• **TASK BRIEF**: Copy out the entries below precisely; nothing is to be omitted.

▬▬▬▬▬▬▬▬▬▬

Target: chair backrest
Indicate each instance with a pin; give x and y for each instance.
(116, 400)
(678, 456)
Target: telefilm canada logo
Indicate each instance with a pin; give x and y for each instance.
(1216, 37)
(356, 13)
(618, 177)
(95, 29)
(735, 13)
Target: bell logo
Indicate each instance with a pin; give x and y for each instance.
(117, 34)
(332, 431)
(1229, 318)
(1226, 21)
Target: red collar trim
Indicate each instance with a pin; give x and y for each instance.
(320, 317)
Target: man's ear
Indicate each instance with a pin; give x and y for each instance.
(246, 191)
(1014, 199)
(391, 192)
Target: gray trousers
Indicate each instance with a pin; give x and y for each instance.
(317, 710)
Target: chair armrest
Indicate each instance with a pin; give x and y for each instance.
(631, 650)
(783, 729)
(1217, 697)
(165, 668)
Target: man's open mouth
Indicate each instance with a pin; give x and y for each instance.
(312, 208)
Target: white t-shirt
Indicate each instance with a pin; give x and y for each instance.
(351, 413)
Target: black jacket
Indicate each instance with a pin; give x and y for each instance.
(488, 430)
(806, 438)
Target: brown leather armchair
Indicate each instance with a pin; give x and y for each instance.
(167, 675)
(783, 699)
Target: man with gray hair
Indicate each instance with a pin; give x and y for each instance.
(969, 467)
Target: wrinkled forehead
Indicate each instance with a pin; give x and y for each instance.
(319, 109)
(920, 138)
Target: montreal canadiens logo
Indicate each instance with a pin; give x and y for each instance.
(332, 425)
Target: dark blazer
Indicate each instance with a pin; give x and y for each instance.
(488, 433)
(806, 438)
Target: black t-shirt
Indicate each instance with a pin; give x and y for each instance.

▬▬▬▬▬▬▬▬▬▬

• **ANSWER TO THE PROBLEM**:
Target: chair backrest
Indicate each instance with a pin; give x and y for each instance.
(116, 400)
(678, 456)
Target: telefilm canada logo
Indicate each instance with a pin; give x and y for each instance.
(1216, 37)
(356, 13)
(618, 177)
(95, 29)
(735, 13)
Target: bell logo
Indicate each instance with a pin; give x and y for each instance.
(117, 34)
(332, 431)
(1229, 318)
(1226, 21)
Target: red collar trim
Indicate each instance with a pin; give x and y for each instance.
(320, 317)
Target: man's ear
Indicate each instance with a pin; give x and y for each instance.
(246, 191)
(1014, 199)
(391, 192)
Target: gray trousers
Indicate each instance with a pin; give x and y for each instance.
(317, 710)
Target: chair armrest
Indicate each instance with a pin; give x and y for each instance.
(631, 650)
(783, 729)
(1217, 697)
(165, 668)
Target: man's open mouth
Indicate each instance with a pin; give x and y for each instance.
(312, 208)
Target: white t-shirt
Indicate each instance with a pin; give x and y for each instance.
(351, 413)
Target: black jacket
Indicate each instance with a pin; give x and y for each instance.
(488, 430)
(806, 438)
Target: brown leather armchair
Indicate each instance with a pin; give x and y for each instance.
(167, 675)
(783, 699)
Target: man with gray hair
Indicate each instance with a pin; give x and y for each instance.
(969, 467)
Target: wrinkled forehead
Indicate each instance with a pin; give x and y for each instance.
(319, 109)
(920, 138)
Target: montreal canadiens logo
Indicate each instance with a pin; give x and y for each instance.
(332, 425)
Target: dark blazer
Indicate each instance with a pin; give x and y for each instance.
(488, 433)
(806, 438)
Target: black t-shirt
Indicate each instance with a pin; give x and y for each instance.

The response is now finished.